## Material for this exercise

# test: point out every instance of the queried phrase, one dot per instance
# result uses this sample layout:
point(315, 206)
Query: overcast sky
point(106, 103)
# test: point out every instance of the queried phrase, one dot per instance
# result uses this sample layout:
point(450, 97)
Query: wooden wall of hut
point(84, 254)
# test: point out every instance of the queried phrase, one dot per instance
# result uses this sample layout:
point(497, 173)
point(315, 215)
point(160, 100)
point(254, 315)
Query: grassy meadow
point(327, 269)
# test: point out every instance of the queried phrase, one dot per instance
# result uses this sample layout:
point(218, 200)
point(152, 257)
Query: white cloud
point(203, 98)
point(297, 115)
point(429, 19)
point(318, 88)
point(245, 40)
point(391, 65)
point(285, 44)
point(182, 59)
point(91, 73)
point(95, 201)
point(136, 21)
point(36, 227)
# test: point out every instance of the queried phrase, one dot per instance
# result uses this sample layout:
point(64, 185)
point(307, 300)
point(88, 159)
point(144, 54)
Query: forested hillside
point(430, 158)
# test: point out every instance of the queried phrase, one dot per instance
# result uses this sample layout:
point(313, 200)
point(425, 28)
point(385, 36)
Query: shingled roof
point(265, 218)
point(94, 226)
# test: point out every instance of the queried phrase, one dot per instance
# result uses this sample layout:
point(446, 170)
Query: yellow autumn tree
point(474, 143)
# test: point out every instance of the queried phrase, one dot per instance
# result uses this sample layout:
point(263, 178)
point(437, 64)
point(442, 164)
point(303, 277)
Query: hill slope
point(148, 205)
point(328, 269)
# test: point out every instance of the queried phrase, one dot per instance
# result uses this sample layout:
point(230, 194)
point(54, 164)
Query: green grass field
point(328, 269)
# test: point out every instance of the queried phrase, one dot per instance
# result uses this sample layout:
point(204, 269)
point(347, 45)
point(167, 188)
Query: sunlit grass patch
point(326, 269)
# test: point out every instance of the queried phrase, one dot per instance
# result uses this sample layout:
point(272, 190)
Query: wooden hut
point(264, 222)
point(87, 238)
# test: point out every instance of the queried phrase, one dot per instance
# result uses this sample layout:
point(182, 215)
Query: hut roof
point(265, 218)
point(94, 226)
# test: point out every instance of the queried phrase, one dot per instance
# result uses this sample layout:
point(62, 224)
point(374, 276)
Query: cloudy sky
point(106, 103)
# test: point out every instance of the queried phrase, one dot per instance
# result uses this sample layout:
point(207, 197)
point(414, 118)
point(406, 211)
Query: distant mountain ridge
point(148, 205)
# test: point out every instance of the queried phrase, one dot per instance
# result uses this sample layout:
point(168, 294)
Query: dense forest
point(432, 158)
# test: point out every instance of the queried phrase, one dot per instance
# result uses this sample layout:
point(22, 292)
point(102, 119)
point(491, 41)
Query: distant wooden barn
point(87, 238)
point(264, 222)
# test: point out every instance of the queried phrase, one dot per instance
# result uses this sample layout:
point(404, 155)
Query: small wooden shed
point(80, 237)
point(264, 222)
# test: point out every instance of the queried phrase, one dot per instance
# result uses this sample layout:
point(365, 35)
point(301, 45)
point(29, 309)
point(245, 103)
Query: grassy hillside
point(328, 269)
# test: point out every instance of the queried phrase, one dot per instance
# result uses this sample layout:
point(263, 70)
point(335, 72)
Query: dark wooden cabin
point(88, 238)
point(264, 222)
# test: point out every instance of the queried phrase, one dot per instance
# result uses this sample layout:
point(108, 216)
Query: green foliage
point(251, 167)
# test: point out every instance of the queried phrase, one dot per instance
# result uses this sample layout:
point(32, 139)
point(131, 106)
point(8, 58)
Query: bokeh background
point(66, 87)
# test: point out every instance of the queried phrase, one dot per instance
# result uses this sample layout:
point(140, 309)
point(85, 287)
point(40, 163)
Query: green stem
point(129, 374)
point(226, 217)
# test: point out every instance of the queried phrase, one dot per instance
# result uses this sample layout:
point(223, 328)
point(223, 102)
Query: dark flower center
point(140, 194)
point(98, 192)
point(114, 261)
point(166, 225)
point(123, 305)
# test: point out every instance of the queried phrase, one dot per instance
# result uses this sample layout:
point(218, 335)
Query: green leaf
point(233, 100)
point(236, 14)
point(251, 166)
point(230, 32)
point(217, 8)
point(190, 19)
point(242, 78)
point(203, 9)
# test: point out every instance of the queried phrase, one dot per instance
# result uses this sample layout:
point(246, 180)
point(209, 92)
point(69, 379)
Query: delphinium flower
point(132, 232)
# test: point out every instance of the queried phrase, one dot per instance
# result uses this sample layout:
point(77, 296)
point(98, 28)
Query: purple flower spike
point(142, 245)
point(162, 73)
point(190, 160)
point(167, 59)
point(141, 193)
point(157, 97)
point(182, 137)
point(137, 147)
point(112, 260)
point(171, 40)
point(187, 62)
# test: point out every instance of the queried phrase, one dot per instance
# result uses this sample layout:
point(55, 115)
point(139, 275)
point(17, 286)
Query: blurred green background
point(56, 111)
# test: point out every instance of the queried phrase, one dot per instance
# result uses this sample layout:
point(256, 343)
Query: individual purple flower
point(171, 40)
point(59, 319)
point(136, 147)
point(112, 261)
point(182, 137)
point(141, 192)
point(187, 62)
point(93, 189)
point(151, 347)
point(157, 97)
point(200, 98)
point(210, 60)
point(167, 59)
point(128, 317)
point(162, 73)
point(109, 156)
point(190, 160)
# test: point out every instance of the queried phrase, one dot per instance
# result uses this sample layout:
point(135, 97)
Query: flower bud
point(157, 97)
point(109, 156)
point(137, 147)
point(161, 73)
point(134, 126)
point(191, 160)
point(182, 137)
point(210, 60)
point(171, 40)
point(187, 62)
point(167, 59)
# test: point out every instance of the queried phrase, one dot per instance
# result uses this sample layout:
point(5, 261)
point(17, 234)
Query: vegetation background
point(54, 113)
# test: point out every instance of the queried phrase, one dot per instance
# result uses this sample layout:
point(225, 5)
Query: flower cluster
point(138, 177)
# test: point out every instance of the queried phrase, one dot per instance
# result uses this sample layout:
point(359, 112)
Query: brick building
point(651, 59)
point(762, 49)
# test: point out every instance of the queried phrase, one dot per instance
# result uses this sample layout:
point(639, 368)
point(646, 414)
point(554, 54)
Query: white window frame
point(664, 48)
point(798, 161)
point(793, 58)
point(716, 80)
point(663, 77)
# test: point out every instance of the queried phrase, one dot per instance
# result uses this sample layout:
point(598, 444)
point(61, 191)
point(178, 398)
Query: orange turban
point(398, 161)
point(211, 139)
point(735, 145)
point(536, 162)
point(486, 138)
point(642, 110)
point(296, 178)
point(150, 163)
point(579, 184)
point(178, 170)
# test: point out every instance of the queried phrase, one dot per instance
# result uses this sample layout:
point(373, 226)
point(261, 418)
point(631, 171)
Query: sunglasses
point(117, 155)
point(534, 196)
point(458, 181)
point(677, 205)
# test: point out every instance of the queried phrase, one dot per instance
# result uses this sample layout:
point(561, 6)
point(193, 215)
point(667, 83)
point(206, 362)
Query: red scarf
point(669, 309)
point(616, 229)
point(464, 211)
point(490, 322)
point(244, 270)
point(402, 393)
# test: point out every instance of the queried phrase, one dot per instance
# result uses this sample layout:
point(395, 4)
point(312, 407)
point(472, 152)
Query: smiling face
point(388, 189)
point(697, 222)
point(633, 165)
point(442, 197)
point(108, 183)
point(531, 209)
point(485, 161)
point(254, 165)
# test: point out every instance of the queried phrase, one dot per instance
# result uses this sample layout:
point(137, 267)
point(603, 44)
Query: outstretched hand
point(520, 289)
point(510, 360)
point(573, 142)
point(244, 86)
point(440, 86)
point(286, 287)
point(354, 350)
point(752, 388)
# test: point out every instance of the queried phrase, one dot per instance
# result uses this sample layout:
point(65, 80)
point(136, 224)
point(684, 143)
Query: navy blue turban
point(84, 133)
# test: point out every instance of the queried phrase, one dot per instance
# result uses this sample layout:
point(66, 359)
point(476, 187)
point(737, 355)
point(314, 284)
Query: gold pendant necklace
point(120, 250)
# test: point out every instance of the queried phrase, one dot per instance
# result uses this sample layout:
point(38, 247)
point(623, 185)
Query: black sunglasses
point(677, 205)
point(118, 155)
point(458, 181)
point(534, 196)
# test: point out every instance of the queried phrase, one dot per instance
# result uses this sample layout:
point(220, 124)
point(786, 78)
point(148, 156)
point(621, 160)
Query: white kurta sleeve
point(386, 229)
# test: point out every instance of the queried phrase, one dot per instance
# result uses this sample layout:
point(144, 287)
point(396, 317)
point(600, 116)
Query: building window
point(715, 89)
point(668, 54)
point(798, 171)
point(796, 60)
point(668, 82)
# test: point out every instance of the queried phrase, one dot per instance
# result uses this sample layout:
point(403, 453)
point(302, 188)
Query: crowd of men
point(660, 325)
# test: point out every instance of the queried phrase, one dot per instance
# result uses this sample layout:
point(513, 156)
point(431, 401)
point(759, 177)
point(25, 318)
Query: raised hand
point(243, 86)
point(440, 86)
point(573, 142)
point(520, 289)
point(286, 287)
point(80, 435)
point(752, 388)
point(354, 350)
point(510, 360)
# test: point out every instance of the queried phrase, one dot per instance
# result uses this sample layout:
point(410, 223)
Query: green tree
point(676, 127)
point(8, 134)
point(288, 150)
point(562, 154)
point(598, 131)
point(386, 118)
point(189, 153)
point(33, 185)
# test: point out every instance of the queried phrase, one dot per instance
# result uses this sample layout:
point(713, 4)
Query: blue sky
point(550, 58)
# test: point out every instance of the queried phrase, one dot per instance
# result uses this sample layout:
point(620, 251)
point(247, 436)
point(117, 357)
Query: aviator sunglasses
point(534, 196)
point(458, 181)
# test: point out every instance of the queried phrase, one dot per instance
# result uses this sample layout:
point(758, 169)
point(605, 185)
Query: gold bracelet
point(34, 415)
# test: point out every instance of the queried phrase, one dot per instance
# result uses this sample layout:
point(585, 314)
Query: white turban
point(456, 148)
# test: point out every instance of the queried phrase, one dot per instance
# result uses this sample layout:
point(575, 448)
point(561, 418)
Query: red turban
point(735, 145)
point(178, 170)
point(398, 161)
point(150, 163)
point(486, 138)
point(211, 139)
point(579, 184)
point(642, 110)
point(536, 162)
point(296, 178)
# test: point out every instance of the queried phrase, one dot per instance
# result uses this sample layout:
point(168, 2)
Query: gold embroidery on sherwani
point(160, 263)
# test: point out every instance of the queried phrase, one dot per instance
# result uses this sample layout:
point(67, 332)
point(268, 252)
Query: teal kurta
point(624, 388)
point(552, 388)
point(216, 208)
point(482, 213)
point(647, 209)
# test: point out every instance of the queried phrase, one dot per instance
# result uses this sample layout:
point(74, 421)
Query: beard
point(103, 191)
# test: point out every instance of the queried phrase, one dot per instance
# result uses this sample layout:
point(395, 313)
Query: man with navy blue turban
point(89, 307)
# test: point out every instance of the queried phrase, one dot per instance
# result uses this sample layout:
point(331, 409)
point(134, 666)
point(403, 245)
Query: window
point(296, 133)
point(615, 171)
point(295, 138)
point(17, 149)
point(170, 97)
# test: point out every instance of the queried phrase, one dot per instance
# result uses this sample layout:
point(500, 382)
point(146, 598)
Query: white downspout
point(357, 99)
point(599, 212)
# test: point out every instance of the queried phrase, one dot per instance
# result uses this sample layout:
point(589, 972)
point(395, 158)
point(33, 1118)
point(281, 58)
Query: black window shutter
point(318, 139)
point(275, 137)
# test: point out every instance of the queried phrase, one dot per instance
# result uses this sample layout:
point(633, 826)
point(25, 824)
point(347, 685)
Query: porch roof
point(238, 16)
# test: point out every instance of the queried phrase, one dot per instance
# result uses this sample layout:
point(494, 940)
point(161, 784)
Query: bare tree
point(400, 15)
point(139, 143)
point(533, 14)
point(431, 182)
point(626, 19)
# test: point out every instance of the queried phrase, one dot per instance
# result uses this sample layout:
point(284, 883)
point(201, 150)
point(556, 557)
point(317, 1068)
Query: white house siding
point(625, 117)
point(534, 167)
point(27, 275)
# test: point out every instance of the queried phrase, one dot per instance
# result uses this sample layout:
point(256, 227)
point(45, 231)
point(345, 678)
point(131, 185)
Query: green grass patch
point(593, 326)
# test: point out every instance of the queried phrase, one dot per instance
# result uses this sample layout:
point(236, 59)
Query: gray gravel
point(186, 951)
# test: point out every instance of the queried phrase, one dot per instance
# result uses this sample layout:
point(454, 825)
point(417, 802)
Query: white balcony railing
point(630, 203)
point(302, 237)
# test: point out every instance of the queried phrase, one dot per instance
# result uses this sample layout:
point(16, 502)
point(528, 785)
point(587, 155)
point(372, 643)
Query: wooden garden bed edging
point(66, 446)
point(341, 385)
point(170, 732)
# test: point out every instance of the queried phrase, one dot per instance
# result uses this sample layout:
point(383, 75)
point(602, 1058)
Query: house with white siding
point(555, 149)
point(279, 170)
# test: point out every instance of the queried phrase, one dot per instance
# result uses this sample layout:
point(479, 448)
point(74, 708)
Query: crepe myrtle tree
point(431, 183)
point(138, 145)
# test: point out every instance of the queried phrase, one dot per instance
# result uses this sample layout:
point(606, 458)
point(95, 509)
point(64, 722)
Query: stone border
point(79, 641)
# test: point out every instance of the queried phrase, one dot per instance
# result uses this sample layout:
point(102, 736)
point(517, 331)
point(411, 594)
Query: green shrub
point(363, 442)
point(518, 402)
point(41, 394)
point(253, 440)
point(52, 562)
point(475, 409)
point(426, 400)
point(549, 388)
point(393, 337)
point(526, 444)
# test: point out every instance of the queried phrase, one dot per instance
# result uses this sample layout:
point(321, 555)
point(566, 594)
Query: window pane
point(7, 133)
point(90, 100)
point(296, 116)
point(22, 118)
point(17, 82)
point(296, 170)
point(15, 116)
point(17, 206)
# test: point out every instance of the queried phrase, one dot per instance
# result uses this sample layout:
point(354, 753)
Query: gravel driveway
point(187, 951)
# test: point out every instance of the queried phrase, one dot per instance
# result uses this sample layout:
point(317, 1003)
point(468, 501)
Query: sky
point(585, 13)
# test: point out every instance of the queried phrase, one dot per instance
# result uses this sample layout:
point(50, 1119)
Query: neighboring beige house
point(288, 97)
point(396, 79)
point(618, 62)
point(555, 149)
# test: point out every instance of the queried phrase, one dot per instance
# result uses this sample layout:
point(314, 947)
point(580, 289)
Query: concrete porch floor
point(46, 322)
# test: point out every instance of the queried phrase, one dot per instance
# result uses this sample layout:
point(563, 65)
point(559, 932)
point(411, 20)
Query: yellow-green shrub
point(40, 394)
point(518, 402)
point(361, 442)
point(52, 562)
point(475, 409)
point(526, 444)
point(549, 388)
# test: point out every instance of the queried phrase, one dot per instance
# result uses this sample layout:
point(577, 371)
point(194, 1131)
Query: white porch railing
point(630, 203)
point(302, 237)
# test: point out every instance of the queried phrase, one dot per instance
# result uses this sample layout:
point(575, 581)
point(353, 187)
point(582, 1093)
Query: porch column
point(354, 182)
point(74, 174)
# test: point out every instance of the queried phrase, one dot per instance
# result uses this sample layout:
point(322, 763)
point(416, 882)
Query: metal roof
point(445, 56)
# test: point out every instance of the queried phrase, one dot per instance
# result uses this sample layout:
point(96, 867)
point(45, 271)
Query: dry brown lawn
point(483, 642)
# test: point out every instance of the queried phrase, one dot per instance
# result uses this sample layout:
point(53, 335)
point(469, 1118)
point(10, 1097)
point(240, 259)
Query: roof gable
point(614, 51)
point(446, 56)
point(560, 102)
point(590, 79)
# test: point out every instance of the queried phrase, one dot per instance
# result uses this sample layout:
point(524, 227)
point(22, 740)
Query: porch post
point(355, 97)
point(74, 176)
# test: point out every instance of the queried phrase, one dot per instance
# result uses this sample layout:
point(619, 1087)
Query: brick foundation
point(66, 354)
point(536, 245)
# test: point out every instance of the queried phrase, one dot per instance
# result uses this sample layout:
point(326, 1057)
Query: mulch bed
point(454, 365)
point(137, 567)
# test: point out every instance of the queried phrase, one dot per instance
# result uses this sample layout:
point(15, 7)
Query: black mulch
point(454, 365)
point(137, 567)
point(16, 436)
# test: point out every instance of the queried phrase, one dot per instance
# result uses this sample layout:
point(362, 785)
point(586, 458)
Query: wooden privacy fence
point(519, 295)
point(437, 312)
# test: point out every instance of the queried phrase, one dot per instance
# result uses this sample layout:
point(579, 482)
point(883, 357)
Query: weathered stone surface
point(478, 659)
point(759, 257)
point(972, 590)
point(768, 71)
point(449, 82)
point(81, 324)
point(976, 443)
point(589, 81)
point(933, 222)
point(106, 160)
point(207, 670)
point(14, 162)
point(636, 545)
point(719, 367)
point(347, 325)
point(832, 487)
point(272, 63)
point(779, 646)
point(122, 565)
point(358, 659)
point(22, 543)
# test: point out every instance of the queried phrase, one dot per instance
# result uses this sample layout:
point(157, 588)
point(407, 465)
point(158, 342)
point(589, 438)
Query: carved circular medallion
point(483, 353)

## Instructions for the task
Please repeat the rows from the very first line through the line holding "point(430, 158)", inclusive, substituting "example layout" for "sample layout" and leaving everything else unchanged.

## Solution
# test: point out every instance of the queried phrase, one dot per instance
# result uses this example layout:
point(315, 206)
Query: overcast sky
point(106, 103)
# test: point out every instance of the queried phrase, one dot per instance
# result uses this example layout:
point(450, 97)
Query: wooden wall of hut
point(84, 254)
# test: point out every instance of the queried phrase, one dot per instance
# result uses this example layout:
point(497, 173)
point(315, 215)
point(160, 100)
point(254, 315)
Query: grassy meadow
point(327, 269)
# test: point out every instance of the queried phrase, one dot per instance
# result uses this example layout:
point(218, 200)
point(152, 257)
Query: white cloud
point(203, 98)
point(297, 115)
point(429, 19)
point(318, 88)
point(245, 40)
point(391, 65)
point(285, 44)
point(182, 59)
point(91, 73)
point(95, 201)
point(136, 21)
point(36, 227)
# test: point out every instance of the queried phrase, one dot per instance
# result uses this example layout:
point(64, 185)
point(307, 300)
point(88, 159)
point(144, 54)
Query: forested hillside
point(430, 158)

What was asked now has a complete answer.